··· GIVEN INFORMATION

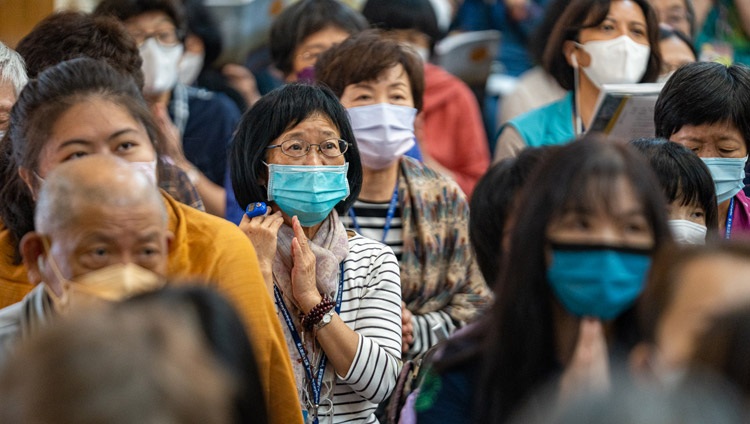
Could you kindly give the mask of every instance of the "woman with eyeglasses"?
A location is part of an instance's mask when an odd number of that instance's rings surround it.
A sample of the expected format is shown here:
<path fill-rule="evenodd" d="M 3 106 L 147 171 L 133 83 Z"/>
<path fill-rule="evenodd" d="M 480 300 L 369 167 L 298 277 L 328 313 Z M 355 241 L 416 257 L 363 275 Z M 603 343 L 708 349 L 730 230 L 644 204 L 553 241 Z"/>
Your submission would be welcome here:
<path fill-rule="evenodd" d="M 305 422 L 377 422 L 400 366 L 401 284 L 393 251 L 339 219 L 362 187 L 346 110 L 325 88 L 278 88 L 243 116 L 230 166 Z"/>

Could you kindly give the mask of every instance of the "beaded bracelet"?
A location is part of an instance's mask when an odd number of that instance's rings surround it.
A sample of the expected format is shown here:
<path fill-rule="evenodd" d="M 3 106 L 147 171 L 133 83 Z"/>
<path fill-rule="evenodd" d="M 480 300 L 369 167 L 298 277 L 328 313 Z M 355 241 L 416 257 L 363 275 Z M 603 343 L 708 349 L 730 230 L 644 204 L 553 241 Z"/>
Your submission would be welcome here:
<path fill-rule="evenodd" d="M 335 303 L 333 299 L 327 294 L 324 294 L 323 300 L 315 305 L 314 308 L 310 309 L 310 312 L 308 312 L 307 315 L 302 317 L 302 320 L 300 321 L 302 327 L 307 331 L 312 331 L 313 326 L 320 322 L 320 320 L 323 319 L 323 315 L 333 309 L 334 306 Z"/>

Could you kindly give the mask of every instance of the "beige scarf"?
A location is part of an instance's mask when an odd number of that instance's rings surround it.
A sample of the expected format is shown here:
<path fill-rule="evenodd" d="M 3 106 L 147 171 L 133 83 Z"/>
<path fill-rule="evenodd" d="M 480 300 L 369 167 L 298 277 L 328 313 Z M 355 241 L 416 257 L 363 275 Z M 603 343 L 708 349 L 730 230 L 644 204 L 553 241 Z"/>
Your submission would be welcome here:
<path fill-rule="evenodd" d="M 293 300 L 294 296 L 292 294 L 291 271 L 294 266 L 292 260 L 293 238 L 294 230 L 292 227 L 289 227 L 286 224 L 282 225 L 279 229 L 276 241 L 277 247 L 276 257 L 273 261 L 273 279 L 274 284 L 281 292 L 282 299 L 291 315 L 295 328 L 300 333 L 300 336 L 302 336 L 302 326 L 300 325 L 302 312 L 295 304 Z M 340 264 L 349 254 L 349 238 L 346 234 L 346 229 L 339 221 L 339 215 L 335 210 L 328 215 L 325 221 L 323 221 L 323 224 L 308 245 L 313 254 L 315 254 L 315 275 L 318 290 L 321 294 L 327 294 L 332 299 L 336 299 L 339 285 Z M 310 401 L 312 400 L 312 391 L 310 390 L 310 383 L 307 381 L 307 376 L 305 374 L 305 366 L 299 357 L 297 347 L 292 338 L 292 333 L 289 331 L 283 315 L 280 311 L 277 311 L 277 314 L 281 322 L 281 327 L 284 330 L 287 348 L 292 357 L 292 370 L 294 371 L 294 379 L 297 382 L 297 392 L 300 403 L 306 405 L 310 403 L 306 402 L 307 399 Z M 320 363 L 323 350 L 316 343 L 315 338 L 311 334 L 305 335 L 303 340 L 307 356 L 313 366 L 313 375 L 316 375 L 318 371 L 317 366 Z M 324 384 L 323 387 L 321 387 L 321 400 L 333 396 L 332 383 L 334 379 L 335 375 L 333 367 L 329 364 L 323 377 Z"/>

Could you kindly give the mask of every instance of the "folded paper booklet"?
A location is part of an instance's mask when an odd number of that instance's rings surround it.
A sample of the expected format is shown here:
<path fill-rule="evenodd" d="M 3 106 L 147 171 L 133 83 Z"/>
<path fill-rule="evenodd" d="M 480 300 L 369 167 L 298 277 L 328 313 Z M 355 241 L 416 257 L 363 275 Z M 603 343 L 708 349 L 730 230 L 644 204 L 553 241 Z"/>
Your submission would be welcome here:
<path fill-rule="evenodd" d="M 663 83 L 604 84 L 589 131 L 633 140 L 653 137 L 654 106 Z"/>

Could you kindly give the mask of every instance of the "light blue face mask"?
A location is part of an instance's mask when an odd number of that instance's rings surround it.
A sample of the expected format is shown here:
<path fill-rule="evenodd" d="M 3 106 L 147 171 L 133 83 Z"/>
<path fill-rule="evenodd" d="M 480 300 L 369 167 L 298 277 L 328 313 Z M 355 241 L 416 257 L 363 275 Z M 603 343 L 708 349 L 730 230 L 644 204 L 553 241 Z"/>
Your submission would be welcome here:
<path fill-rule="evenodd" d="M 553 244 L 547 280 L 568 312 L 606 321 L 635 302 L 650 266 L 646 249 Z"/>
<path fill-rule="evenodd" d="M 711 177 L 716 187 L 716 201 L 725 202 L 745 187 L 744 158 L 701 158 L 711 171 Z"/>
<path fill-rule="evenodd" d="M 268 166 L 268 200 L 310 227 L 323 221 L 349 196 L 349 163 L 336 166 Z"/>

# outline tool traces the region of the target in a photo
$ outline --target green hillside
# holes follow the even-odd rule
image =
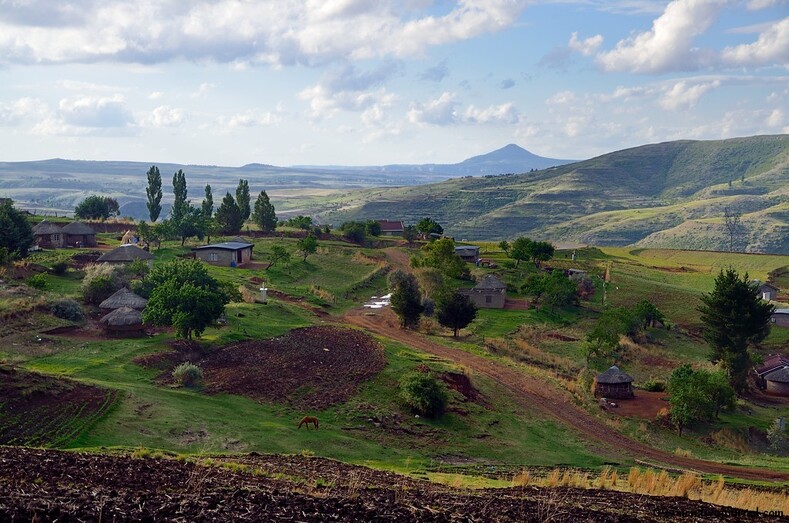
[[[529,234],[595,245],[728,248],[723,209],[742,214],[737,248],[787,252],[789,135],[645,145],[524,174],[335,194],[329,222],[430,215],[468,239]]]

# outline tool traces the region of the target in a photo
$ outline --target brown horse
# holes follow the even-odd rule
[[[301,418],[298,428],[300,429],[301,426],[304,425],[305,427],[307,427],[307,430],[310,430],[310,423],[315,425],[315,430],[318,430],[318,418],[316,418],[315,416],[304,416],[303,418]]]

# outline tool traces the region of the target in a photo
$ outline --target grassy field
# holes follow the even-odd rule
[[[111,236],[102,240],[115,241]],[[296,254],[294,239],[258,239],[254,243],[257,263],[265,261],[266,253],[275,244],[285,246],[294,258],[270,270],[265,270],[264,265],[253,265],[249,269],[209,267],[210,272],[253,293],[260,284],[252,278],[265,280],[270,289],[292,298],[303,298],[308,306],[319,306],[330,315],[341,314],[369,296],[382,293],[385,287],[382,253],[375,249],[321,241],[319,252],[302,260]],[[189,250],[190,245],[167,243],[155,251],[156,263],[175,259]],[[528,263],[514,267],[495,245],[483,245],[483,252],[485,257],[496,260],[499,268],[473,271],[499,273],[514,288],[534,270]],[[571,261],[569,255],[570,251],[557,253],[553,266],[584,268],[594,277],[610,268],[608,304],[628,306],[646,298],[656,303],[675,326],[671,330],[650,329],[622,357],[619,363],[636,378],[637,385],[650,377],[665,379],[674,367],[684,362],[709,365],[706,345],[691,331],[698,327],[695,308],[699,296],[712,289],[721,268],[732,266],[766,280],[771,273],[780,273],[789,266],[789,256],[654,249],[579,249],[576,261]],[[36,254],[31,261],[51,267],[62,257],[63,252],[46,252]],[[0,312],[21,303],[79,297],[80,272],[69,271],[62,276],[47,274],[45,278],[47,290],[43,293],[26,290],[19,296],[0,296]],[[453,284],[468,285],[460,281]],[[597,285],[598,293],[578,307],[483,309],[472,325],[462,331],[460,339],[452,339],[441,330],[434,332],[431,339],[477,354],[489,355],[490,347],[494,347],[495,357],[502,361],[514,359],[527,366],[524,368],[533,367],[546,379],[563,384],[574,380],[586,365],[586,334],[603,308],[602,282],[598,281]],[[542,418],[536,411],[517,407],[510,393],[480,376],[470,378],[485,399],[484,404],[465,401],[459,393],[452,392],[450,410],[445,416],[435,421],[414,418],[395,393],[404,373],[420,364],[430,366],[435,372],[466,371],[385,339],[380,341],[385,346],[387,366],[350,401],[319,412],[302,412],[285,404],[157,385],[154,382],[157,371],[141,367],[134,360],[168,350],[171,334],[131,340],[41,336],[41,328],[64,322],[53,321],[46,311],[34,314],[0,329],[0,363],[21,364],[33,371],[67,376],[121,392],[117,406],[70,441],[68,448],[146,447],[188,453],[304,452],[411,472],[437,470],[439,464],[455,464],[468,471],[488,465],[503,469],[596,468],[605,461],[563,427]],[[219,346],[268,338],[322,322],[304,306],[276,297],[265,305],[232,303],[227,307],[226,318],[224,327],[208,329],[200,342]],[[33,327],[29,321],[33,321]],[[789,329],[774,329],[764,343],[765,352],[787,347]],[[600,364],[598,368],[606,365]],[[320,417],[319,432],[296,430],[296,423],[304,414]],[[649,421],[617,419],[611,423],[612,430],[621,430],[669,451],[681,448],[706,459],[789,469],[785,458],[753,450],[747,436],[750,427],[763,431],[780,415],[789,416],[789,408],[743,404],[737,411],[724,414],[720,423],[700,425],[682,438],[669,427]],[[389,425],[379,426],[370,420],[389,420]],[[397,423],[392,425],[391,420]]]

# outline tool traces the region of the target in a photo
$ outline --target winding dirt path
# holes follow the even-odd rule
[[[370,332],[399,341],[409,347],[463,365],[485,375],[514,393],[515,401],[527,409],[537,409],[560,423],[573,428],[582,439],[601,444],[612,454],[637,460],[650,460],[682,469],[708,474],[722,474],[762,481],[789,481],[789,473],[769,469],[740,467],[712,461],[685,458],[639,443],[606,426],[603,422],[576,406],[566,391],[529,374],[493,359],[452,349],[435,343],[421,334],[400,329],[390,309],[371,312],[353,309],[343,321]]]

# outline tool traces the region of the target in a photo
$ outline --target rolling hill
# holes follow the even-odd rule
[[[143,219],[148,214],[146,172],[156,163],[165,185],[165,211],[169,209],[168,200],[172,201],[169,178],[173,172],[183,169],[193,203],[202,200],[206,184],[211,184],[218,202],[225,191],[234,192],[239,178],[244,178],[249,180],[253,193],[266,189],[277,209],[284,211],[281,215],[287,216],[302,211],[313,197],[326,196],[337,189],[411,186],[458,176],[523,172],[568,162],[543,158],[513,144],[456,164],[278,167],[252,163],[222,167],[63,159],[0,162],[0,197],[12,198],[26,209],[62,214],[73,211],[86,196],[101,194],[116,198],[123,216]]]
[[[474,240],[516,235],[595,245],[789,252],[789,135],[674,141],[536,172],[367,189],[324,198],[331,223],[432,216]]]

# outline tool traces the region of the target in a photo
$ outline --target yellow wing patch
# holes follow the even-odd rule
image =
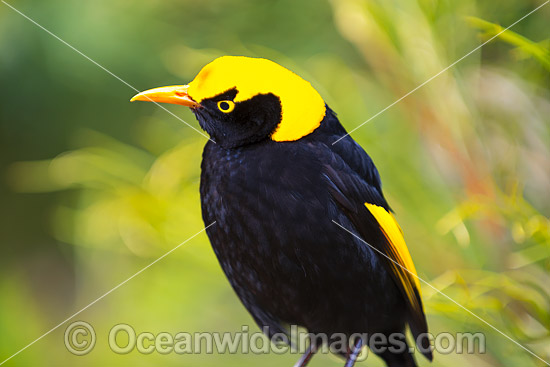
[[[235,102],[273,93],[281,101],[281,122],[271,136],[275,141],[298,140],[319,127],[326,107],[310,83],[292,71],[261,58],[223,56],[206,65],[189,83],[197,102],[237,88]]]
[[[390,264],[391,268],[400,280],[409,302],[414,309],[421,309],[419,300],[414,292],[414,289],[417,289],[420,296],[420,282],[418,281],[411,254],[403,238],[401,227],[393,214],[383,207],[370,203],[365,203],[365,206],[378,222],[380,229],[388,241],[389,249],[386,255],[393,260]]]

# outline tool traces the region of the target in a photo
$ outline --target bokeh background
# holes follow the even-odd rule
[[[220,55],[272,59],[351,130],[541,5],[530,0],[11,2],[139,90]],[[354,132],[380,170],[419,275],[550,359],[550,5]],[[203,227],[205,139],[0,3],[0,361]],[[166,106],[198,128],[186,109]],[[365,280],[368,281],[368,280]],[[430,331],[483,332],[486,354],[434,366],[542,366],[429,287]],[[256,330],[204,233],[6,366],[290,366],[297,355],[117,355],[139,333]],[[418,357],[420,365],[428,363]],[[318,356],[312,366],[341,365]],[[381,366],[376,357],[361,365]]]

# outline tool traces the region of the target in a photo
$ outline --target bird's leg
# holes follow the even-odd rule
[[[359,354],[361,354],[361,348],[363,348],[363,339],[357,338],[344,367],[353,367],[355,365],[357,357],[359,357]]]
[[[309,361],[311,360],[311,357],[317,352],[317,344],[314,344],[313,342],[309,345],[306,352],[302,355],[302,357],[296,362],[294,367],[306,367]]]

······

*YOUR INSTRUCTIONS:* In the listing, find every line containing the word "Could" and list it.

*SOLVED EXERCISE:*
Could you kindly give the mask of every instance of the "woman with eyeglasses"?
Could you kindly give the mask of every instance of the "beaded bracelet"?
Could you kindly give the mask of every instance of the "beige scarf"?
Could you kindly give the mask of every instance of the "folded paper booklet"?
Could you kindly give the mask of every instance of the "light blue face mask"?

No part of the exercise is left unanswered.